═══ Supplied data

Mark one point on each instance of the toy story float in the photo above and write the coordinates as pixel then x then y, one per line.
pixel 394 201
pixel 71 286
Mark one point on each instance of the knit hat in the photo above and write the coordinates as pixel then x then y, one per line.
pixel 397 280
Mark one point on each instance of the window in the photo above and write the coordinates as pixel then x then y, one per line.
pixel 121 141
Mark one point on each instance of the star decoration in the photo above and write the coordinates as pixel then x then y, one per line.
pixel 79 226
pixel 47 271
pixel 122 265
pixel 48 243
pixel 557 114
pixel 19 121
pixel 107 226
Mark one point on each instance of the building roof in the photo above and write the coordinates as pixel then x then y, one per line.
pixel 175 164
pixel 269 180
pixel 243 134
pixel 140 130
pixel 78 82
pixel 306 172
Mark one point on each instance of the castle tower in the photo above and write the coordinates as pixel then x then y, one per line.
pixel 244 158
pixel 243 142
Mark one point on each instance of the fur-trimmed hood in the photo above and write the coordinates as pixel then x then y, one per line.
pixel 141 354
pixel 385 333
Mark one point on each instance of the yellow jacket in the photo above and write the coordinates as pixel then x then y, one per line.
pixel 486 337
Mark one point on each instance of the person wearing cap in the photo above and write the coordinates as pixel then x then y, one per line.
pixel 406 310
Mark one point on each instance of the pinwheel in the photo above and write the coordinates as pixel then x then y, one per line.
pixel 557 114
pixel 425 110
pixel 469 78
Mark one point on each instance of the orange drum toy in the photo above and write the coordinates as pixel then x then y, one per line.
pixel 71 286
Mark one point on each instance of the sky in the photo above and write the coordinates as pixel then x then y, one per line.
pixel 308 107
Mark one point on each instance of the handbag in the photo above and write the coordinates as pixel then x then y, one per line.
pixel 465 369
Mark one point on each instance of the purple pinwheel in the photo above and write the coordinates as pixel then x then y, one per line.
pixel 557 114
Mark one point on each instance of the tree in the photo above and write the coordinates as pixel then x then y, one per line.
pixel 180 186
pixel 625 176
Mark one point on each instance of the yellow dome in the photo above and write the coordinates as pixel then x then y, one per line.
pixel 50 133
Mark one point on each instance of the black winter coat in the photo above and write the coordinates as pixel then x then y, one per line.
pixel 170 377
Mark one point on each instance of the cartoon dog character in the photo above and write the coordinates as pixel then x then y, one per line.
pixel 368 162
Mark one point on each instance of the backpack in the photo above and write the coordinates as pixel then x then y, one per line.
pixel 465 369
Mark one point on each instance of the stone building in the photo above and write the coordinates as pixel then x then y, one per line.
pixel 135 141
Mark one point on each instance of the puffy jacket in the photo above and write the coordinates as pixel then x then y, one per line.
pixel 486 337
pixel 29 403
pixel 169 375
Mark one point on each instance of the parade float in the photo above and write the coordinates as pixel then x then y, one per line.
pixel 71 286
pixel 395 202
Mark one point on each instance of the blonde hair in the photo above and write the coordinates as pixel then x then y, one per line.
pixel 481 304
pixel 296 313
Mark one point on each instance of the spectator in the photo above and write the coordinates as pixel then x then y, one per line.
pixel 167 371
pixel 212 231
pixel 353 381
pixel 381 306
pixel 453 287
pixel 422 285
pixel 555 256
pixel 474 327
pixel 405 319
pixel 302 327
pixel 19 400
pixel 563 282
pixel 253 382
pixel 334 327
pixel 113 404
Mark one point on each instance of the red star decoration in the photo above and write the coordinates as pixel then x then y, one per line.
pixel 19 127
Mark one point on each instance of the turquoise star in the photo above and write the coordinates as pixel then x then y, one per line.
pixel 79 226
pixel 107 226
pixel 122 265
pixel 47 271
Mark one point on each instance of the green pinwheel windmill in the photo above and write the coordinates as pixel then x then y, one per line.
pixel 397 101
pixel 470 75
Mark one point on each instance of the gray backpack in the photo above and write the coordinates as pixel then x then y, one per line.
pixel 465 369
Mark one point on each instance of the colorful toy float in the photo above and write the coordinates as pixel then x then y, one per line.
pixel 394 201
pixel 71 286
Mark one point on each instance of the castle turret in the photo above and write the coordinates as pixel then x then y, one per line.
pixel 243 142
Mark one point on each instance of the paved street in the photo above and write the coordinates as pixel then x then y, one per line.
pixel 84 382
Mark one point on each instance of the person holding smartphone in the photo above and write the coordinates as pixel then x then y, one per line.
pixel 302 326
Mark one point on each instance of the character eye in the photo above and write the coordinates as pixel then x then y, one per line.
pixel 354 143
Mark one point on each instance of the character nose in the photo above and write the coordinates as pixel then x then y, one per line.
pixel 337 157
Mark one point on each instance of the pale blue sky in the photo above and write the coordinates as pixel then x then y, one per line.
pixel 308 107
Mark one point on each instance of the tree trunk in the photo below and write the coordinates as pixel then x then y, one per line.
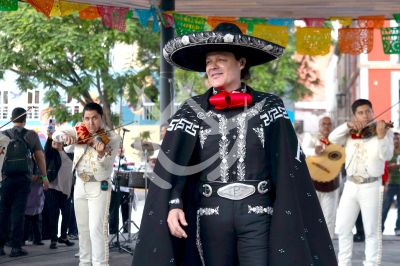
pixel 107 115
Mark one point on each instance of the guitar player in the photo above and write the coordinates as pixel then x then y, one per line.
pixel 327 192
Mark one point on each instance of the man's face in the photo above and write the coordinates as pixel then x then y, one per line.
pixel 325 126
pixel 364 113
pixel 396 141
pixel 223 70
pixel 57 145
pixel 92 120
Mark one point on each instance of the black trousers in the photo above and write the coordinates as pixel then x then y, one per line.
pixel 13 195
pixel 114 210
pixel 234 232
pixel 57 201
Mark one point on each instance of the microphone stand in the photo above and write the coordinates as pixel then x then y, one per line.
pixel 118 191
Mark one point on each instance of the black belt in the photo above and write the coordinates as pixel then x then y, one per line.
pixel 234 190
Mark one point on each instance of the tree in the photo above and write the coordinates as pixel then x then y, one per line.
pixel 72 55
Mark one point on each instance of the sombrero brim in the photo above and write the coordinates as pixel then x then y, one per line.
pixel 189 51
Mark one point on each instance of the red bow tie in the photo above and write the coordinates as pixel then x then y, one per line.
pixel 234 99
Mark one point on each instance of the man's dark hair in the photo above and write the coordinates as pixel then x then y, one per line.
pixel 358 103
pixel 93 107
pixel 20 113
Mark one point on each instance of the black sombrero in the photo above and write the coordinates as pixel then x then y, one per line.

══════

**To do:**
Please write every line above out exactly as given, except for any pictures.

**Your response:**
Mark one point on each instance of the toy story float in the photo above and write the coordinates as pixel then x then y, one per line.
pixel 394 201
pixel 71 286
Mark one point on each instance of the knit hat in the photo above and write the coordinates as pixel then x then y, one per line.
pixel 397 280
Mark one point on each instance of the window in the photo above and write the coordinates as pixel then x then y, one per line.
pixel 121 141
Mark one point on each instance of the star decoration in the photo above and write the coordinates as pixel then x then y, one per line.
pixel 79 226
pixel 47 271
pixel 122 265
pixel 48 243
pixel 557 114
pixel 19 121
pixel 107 226
Mark one point on each instance of the building roof in the photo above and write the coordinates as pixel then x then y, one per line.
pixel 175 164
pixel 269 180
pixel 243 134
pixel 140 130
pixel 78 82
pixel 306 172
Mark one point on each instance of the castle tower in the photo above and write the coordinates as pixel then x then y, one per line.
pixel 244 158
pixel 243 142
Mark one point on each instance of the fur-trimmed hood in the photo above and write the coordinates as pixel then x then y, one per line.
pixel 141 354
pixel 385 333
Mark one point on each instance of the yellow jacket in the photo above and write the coordinates as pixel then x then y, one per line.
pixel 486 337
Mark one point on each instance of the person wearing cap in the photo above and write the coordinates as pixel then x then y, one per line.
pixel 406 310
Mark one point on each instance of the pinwheel in the photo above and write the coordinates as pixel then x then y, one per line.
pixel 557 114
pixel 425 110
pixel 469 78
Mark one point on each instance of the orange drum toy in the photo above and write the coordinates as pixel then x then y, one per line.
pixel 71 286
Mark one point on each instance of the sky in the photo above and write the coordinates as pixel then x then y, one per line.
pixel 308 107
Mark one point on each instance of the handbag in the photo above and write the coordinates as pixel then x then y, one per line.
pixel 465 369
Mark one point on each instance of the purple pinwheel in the photo above and write the coordinates as pixel then x then y, one per line.
pixel 557 114
Mark one point on each instance of the tree in the photo above and write the coordinates as pixel then x then y, one per line.
pixel 180 186
pixel 625 176
Mark one point on each instance of the yellow dome in the photo above and write the coordinates as pixel then x then y, one per line.
pixel 50 133
Mark one point on each instance of the black winter coat in the photo above and write the coordinates as pixel then x then y, one per line.
pixel 170 377
Mark one point on each instance of the cartoon dog character in the photo above and write the coordinates as pixel then x then y, one per line.
pixel 368 162
Mark one point on each instance of the backpack in the photo above and write the coordinates as pixel then x then y, one per line.
pixel 465 369
Mark one point on each instance of the stone building in the photo above and write the coordinates as pixel then x then y, one per line.
pixel 135 141
Mark one point on each instance of the puffy jacket in the photo above and write the coordinates as pixel then x then y, one per line.
pixel 486 337
pixel 29 403
pixel 169 375
Mark one point on each instance of the parade float in the photo above and write the coordinates as pixel then x then y, one per line.
pixel 71 286
pixel 395 202
Mark one point on each instance of the blonde hair in the photo above and write the coordinates as pixel then x then y, one per line.
pixel 481 304
pixel 296 313
Mark one point on each instance of the spectator in the photo above and write the coordinates as pixel then x then y, one per line.
pixel 167 371
pixel 212 231
pixel 353 381
pixel 381 306
pixel 453 287
pixel 422 285
pixel 555 256
pixel 474 327
pixel 405 319
pixel 302 327
pixel 19 400
pixel 563 282
pixel 253 382
pixel 334 327
pixel 113 404
Mark one point on each instance of the red star decoration in the photo above and write the coordinates as pixel then x then y, one per line.
pixel 19 127
Mark one point on each instance of the turquoise star in the photo above and write the coordinates as pixel then x then y, one per line.
pixel 79 226
pixel 107 226
pixel 122 265
pixel 47 271
Mark one point on each instance of the green pinwheel windmill in the photo above and write the coordinates as pixel then x then y, one per line.
pixel 397 101
pixel 470 75
Mark one point on each instance of the gray backpack in the photo above and write the coordinates as pixel then x then y, one per line.
pixel 465 369
Mark one point on each instance of the colorful toy float in the photo above and write the coordinates as pixel then x then y, one per line.
pixel 394 201
pixel 71 286
Mark one point on each instance of the castle turret in the photo above and write the coordinates as pixel then x then y, one per line.
pixel 243 142
Mark one point on each instance of the paved street in the photo above and write the coordinates as pixel then x then y, one per line.
pixel 84 382
Mark one point on each instance of the person holding smartphone in the photo above and write the coordinates as pixel then x then y, one per line.
pixel 302 326
Mark one point on each instance of the character eye in the photo above and write the coordinates as pixel then x then y, one per line.
pixel 354 143
Mark one point on each instance of the character nose in the photo above and write the coordinates as pixel then x then y, one per line.
pixel 337 157
Mark one point on each instance of the pale blue sky in the photo above and write the coordinates as pixel then x then y, one per line.
pixel 308 107
Mark one point on each instance of the tree trunk in the photo below and write the coordinates as pixel then x then y, one per line.
pixel 107 115
Mark one point on each instance of the guitar player in the photo above and write the coordinates as pixel then x then y, one per line.
pixel 327 192
Mark one point on each instance of the man's face in the photo above and write the coordinates as pixel then x then y, one per line.
pixel 325 126
pixel 364 113
pixel 396 141
pixel 223 70
pixel 57 145
pixel 92 120
Mark one point on each instance of the black trousers in the photo above and write the coordinates as pixel then x then y, one per line.
pixel 13 195
pixel 114 210
pixel 234 232
pixel 57 201
Mark one point on each instance of the microphone stand in the photo above and write the coordinates as pixel then x then y, one per line.
pixel 118 191
Mark one point on each instance of the black belt in the photo above and write the coordinates as pixel then x then y, one per line.
pixel 234 190
Mark one point on each instance of the tree in the photo above and write the coordinates as pixel then x then y, one per line.
pixel 72 55
Mark one point on each instance of the sombrero brim in the photo above and write the coordinates as pixel then x then y, one per line.
pixel 189 51
Mark one point on each instance of the red bow tie in the photo above and write the coordinates as pixel then x then y, one per line.
pixel 234 99
Mark one point on each instance of the man's dark hair in the photo above and write the coordinates as pixel then x then y, one per line.
pixel 358 103
pixel 93 107
pixel 20 113
Mark one point on each instance of the black sombrero in the photo above and write the coordinates as pixel then x then y, one per line.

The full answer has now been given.